* ACTION ITEM:
Your task is to copy the listing exactly, with the pictures left out.

'''

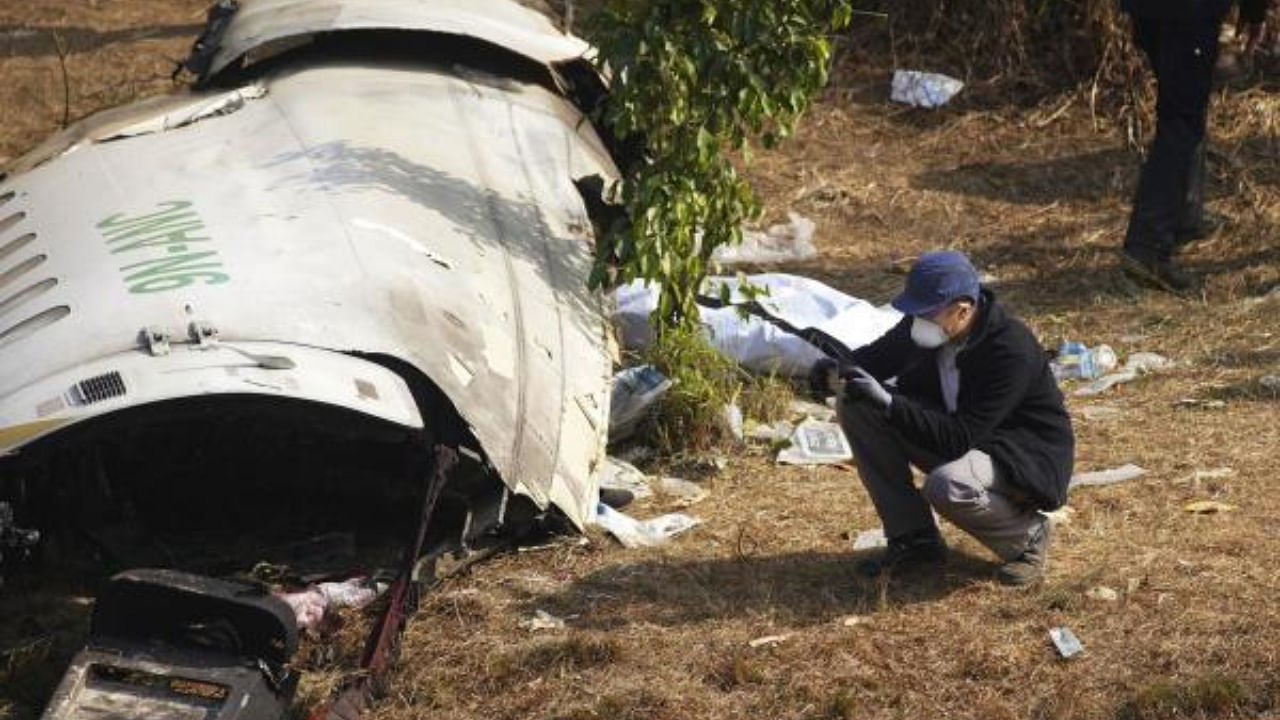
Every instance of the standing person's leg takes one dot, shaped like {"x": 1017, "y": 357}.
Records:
{"x": 1183, "y": 55}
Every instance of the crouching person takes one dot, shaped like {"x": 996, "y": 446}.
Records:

'''

* REPLY TO THE TASK:
Every instance of the standing person's leg takes one dot, shaped like {"x": 1017, "y": 357}.
Records:
{"x": 1183, "y": 55}
Every instance of the crouching person takes one dot, shaped like {"x": 996, "y": 446}.
Records:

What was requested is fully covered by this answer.